START DATA RECORDS

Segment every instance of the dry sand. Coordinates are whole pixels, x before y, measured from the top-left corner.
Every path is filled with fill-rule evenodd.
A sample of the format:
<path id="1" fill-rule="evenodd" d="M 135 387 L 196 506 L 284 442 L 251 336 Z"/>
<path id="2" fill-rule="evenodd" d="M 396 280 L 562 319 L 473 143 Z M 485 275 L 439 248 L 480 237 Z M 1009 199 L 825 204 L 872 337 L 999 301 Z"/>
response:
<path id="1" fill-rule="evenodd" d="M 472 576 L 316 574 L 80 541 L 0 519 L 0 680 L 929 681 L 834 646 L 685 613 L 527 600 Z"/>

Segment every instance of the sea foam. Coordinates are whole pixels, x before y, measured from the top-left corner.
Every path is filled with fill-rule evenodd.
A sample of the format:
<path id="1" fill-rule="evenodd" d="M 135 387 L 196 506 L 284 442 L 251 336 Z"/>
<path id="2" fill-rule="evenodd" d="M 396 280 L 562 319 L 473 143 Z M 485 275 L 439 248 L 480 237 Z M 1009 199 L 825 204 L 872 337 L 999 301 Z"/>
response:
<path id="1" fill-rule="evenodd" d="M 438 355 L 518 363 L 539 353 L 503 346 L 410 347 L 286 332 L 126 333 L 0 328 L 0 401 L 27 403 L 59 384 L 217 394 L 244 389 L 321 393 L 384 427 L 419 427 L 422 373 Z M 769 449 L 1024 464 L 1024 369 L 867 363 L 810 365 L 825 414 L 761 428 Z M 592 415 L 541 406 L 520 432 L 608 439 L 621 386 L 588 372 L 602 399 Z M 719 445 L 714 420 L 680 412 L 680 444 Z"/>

END DATA RECORDS

*TASK ITEM*: Repeat the data in full. Alter nothing.

*RESPONSE TO THIS EXERCISE*:
Segment every instance of the dry sand. Coordinates are whole pixels, x before y, measured from the top-left corner.
Every path is filled with fill-rule evenodd.
A sample of the format:
<path id="1" fill-rule="evenodd" d="M 135 387 L 196 506 L 284 442 L 251 336 Z"/>
<path id="2" fill-rule="evenodd" d="M 396 280 L 562 319 L 473 143 Z M 485 275 L 439 248 L 480 237 Z M 1009 199 L 825 204 L 872 337 L 999 301 Z"/>
response:
<path id="1" fill-rule="evenodd" d="M 472 576 L 316 574 L 80 541 L 0 519 L 0 680 L 929 681 L 834 646 L 685 613 L 527 600 Z"/>

Segment every instance of the sea foam. Coordinates are whole pixels, x before y, measured from the top-left corner.
Every path is filled with fill-rule evenodd.
A sample of the format:
<path id="1" fill-rule="evenodd" d="M 135 387 L 196 506 L 284 442 L 251 336 Z"/>
<path id="2" fill-rule="evenodd" d="M 396 280 L 562 319 L 473 143 Z M 485 275 L 439 248 L 480 237 Z M 1009 199 L 825 204 L 872 337 L 999 301 Z"/>
response:
<path id="1" fill-rule="evenodd" d="M 438 355 L 518 363 L 539 353 L 503 346 L 410 347 L 286 332 L 126 333 L 0 328 L 0 401 L 27 403 L 59 384 L 217 394 L 244 389 L 321 393 L 384 427 L 419 427 L 422 373 Z M 769 449 L 1024 464 L 1024 369 L 867 363 L 810 365 L 825 414 L 761 428 Z M 592 415 L 541 406 L 520 432 L 608 439 L 621 386 L 588 372 L 602 399 Z M 719 445 L 714 420 L 680 412 L 680 444 Z"/>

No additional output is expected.